HOW TO COMPLETE THIS TASK: Would you please copy each line of the data in which the string "then" occurs?

[Stored data]
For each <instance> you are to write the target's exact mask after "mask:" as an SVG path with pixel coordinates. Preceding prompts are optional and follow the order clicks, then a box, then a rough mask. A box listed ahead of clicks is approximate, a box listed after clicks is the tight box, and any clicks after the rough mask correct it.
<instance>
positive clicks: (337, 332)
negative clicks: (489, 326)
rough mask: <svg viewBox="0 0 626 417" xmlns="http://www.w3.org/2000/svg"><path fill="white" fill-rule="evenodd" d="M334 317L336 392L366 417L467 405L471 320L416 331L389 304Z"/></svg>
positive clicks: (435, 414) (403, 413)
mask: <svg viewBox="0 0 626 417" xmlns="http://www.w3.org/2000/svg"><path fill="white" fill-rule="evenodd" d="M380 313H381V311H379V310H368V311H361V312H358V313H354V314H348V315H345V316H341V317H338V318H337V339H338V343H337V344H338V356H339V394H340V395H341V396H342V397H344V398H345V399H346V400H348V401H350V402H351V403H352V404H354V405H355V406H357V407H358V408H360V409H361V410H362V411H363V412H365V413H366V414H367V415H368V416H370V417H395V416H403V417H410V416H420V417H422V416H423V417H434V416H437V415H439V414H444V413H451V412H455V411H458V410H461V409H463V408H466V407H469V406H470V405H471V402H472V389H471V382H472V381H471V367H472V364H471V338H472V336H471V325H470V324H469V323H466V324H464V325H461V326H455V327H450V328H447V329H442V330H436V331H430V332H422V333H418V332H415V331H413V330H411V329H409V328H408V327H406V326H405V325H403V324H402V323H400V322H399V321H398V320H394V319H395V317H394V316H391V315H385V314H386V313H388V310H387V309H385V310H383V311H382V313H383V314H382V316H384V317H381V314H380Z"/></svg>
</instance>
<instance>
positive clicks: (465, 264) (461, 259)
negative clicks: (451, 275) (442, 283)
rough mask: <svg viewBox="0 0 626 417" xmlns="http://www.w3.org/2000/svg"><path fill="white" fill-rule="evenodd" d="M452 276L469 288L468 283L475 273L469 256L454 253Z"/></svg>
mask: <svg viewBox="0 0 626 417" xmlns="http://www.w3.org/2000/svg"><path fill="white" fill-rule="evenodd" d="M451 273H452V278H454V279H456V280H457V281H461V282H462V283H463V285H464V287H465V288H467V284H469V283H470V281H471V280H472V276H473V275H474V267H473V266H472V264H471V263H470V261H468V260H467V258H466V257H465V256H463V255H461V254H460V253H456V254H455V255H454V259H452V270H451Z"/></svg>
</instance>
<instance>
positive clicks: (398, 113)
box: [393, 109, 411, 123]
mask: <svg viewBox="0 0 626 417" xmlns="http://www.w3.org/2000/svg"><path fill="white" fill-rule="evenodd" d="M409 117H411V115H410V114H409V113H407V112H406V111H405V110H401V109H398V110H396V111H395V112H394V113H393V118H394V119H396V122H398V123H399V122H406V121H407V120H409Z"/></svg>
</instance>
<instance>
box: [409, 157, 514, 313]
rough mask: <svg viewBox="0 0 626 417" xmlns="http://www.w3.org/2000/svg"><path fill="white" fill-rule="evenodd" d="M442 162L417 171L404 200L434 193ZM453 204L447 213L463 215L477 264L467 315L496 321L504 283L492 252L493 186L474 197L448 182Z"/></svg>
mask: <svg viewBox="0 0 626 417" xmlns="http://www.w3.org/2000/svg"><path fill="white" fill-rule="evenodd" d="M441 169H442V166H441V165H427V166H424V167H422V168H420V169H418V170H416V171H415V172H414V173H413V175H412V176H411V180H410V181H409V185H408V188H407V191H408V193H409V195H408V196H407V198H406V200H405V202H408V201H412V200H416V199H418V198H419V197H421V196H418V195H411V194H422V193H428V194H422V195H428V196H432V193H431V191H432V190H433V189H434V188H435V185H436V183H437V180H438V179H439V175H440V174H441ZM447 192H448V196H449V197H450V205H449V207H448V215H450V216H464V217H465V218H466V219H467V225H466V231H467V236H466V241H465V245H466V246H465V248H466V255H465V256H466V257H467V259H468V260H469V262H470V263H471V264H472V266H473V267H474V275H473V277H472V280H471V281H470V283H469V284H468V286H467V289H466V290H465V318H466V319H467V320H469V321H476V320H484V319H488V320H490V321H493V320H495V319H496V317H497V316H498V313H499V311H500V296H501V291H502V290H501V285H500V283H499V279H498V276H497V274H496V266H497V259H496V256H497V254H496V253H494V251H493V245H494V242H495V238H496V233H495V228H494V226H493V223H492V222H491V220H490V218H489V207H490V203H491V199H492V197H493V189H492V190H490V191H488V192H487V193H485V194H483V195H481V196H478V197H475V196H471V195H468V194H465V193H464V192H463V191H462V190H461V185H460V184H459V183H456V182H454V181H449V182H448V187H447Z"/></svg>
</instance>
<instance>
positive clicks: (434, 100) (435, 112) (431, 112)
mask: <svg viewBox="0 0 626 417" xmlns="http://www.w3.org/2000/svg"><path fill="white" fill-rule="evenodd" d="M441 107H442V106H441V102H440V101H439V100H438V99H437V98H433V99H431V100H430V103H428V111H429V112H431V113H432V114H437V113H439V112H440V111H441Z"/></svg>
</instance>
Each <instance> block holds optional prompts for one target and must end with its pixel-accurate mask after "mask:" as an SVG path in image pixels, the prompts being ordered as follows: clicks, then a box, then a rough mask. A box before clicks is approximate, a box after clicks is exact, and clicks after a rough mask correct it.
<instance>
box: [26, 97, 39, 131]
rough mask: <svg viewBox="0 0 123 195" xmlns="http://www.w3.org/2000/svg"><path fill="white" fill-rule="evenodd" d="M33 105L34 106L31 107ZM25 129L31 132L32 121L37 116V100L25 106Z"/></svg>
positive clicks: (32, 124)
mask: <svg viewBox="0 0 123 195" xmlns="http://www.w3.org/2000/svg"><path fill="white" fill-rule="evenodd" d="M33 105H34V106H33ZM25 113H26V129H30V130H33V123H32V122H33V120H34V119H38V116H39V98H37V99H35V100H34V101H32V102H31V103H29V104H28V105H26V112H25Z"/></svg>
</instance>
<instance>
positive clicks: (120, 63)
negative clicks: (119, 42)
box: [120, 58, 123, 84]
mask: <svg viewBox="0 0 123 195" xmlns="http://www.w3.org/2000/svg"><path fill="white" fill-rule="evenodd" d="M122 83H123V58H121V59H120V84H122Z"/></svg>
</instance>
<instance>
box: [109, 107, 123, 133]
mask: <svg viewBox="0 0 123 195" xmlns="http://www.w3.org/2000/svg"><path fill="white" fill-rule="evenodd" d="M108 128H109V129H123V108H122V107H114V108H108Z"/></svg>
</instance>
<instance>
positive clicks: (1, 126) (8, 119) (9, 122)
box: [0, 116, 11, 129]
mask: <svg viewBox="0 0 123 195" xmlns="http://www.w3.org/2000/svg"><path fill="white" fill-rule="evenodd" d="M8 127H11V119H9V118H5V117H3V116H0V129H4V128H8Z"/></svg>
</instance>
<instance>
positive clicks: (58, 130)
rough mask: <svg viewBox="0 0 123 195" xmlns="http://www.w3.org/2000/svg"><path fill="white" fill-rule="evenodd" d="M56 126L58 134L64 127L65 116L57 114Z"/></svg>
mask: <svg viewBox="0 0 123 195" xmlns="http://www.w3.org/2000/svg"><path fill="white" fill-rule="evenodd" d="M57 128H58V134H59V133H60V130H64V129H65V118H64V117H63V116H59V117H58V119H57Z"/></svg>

TASK RESPONSE:
For each <instance> you are to write the target's exact mask after "mask:" as an SVG path with pixel coordinates. Preceding prompts are optional and follow the order clicks, then a box, then a rough mask. A box listed ahead of clicks is approximate, a box listed after clicks is the tight box, and any clicks after the rough mask correct it.
Each <instance> block holds optional prompts for one target and must end with its pixel-accurate mask after "mask:" as an SVG path in image pixels, the prompts being ordered as follows: clicks, then a box, then a rough mask. A box before clicks is approximate, a box after clicks is exact, and clicks after a rough mask correct it.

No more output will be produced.